» Problem:
Please quote exactly the lines below from the line containing "Target: window frame" to the line containing "Target: green tree", both lines included, and nothing else.

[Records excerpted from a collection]
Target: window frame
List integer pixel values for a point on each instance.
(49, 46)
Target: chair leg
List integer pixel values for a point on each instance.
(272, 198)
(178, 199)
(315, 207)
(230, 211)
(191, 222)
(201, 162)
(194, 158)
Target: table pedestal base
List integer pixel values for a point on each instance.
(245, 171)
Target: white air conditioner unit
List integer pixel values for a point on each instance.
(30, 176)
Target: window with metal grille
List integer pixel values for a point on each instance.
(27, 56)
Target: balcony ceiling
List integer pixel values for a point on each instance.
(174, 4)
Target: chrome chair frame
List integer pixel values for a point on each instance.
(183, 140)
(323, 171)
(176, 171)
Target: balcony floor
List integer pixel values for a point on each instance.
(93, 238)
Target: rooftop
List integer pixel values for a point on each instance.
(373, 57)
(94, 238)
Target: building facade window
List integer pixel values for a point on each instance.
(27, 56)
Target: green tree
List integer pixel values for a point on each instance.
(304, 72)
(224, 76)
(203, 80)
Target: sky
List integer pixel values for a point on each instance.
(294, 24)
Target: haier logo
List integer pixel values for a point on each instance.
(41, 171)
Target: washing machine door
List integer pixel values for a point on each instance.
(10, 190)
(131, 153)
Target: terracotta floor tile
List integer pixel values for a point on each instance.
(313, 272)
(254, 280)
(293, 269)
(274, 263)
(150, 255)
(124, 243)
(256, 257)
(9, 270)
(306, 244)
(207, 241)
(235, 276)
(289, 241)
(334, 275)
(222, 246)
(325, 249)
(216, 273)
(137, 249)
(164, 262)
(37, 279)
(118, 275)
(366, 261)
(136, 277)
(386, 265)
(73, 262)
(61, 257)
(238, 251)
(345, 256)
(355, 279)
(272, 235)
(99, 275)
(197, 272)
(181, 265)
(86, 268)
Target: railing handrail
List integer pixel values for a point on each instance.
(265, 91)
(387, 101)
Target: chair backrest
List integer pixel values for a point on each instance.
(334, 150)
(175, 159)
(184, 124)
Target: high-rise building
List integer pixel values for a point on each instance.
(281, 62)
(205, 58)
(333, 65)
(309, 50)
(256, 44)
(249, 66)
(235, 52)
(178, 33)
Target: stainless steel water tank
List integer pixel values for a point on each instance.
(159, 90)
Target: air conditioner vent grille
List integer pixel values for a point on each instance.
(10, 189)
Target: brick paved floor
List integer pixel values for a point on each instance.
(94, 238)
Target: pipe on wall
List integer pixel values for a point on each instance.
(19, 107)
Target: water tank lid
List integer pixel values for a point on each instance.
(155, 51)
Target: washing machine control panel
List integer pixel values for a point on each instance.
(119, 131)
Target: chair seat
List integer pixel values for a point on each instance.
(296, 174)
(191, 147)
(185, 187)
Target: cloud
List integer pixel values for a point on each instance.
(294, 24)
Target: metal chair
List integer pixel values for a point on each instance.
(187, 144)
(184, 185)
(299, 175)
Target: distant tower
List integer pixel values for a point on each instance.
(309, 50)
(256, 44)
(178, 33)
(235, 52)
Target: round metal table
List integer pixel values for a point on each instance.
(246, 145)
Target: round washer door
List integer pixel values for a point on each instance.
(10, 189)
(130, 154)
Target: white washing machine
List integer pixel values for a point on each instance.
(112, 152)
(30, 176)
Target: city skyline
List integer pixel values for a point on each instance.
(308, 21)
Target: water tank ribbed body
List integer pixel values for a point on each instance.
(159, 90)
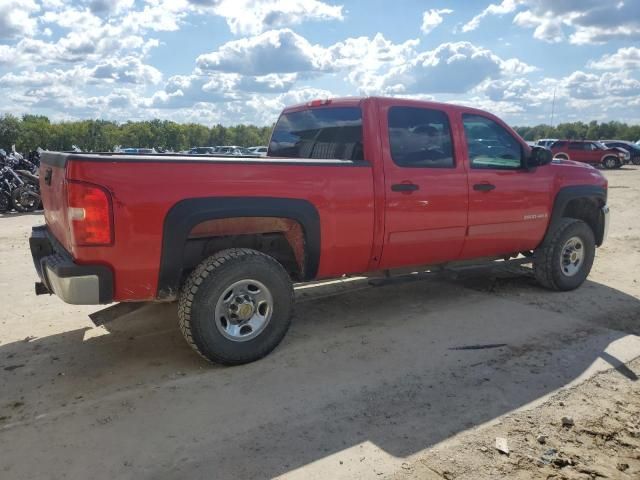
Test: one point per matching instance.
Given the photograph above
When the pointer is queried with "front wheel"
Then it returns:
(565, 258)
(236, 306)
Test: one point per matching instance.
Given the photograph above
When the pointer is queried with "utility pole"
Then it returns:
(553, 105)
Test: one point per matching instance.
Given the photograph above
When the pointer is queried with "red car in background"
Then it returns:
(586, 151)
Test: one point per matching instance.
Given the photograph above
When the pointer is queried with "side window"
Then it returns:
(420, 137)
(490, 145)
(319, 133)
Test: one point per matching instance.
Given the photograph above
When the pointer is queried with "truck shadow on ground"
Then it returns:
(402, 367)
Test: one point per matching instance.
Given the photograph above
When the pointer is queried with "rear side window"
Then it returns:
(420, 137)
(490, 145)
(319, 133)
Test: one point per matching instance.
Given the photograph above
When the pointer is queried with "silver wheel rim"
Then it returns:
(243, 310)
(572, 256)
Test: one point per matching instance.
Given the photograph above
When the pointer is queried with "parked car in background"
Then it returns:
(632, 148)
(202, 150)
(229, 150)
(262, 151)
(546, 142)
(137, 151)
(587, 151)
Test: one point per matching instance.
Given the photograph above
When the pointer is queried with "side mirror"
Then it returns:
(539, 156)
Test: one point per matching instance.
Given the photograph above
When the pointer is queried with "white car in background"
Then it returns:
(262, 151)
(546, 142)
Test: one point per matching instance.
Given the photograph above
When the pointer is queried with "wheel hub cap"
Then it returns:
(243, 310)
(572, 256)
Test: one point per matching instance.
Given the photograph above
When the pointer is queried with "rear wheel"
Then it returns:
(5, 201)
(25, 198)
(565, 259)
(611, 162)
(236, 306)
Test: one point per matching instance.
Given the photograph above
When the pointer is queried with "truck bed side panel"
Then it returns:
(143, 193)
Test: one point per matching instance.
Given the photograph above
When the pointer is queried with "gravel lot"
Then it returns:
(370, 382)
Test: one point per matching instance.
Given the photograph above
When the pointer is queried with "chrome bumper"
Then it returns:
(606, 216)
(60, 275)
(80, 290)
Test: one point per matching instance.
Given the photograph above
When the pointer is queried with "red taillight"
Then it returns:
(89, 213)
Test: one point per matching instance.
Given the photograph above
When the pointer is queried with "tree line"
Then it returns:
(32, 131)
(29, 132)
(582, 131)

---

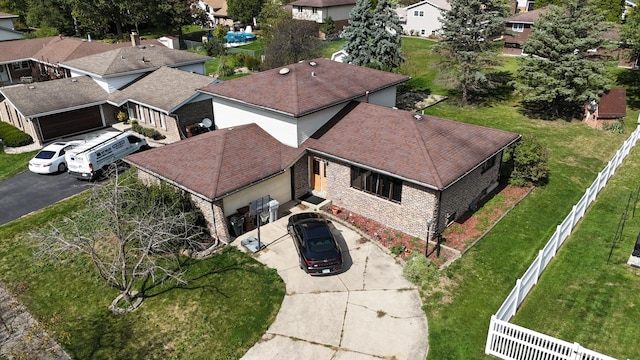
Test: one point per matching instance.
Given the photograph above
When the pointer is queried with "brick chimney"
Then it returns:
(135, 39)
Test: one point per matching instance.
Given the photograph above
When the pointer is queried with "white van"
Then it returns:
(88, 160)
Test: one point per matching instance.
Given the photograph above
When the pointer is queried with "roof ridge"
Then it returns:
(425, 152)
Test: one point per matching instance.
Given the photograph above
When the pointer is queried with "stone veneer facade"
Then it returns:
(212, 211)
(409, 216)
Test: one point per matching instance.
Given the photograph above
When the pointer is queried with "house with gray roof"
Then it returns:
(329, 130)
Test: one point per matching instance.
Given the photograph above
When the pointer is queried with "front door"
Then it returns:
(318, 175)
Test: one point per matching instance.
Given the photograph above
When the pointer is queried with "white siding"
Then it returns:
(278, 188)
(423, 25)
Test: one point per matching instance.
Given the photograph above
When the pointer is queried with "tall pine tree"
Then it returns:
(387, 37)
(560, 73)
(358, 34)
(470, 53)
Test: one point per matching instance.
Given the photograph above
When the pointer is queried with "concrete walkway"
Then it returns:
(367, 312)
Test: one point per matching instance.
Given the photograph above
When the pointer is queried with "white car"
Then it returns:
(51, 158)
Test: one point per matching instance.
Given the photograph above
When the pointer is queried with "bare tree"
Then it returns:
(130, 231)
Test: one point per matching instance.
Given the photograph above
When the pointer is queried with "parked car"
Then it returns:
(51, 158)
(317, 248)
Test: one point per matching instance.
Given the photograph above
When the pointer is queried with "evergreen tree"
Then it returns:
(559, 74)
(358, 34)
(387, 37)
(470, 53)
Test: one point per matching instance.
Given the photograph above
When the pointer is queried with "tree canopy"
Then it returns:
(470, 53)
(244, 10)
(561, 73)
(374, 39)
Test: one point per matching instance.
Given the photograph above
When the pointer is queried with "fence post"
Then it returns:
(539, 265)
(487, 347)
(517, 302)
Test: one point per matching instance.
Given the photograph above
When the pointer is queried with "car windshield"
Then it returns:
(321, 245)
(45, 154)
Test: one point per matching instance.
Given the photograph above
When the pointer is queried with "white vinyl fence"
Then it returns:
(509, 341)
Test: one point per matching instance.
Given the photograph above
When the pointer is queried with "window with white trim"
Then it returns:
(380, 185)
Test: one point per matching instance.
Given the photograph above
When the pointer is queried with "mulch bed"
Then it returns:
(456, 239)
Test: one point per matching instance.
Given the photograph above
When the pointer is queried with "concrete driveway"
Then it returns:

» Task output:
Target: window frame
List integer pixel values for a point on each instance.
(49, 46)
Target: chair leg
List integer pixel values for a point on each instance.
(272, 198)
(178, 199)
(315, 207)
(230, 211)
(191, 222)
(201, 162)
(194, 158)
Target: table pedestal base
List integer pixel values for a point on each instance.
(245, 171)
Target: white air conditioner unit
List integer pixel values for a point on each instance.
(30, 176)
Target: window with metal grille
List integer pixel values for a point on each instance.
(27, 56)
Target: balcony ceiling
List integer pixel values for a point on each instance.
(174, 4)
Target: chrome chair frame
List integer pixel values for a point on each instance.
(183, 140)
(323, 171)
(176, 171)
Target: balcony floor
List integer pixel values for a point on each instance.
(93, 238)
Target: rooftop
List integer pixel values for a point on each instance.
(373, 57)
(94, 238)
Target: building facade window
List integer pixel values for a point on each instance.
(27, 56)
Target: green tree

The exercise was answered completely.